Point annotation records
>>>

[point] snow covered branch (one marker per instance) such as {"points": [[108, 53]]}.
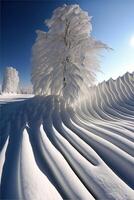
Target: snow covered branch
{"points": [[66, 58]]}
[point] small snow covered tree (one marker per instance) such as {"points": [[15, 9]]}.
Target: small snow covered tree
{"points": [[65, 58], [10, 81]]}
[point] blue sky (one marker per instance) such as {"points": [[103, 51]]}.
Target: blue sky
{"points": [[113, 23]]}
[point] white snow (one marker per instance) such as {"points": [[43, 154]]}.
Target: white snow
{"points": [[10, 81], [65, 59], [52, 151]]}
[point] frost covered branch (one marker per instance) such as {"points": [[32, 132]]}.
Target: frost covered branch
{"points": [[66, 58]]}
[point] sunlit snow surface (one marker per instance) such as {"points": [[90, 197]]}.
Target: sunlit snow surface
{"points": [[51, 151]]}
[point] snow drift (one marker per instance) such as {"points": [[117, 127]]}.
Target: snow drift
{"points": [[52, 151]]}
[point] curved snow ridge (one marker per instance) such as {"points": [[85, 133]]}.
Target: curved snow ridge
{"points": [[52, 151]]}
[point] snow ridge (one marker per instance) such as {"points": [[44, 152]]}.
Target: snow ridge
{"points": [[52, 151]]}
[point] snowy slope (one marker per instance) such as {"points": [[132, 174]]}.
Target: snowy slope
{"points": [[51, 151]]}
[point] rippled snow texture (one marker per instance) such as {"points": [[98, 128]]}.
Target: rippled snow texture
{"points": [[52, 151]]}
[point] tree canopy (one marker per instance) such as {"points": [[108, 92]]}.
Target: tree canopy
{"points": [[65, 59]]}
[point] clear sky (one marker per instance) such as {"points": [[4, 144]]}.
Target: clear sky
{"points": [[113, 23]]}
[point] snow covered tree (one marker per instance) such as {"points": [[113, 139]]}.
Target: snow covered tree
{"points": [[10, 81], [65, 59]]}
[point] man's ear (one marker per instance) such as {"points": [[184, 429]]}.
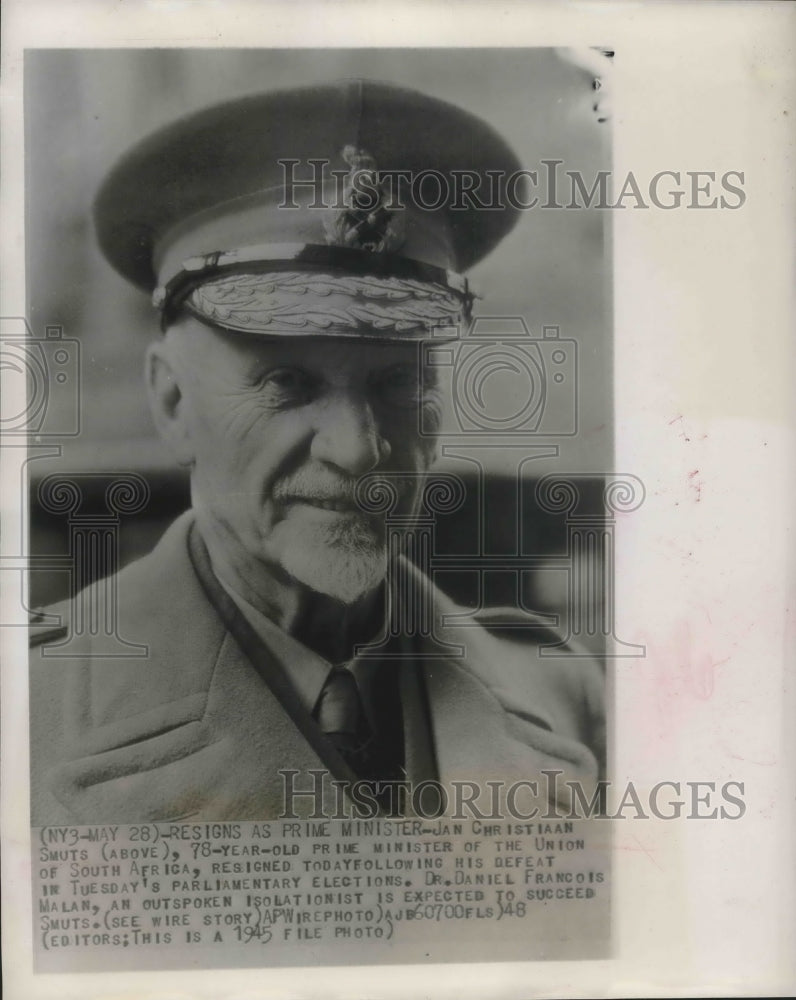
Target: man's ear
{"points": [[167, 402]]}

<<<

INSTRUCTIONS TO FOLLOW
Substitute "nose" for "ear" in the lines from the one containing "[point] man's ear" through the end of the records, changing nothing else. Leave the pictures out of your answer.

RESULT OF THIS EXERCISE
[point] man's nose (one marker per instance) such as {"points": [[184, 429]]}.
Target: man's nose
{"points": [[167, 402]]}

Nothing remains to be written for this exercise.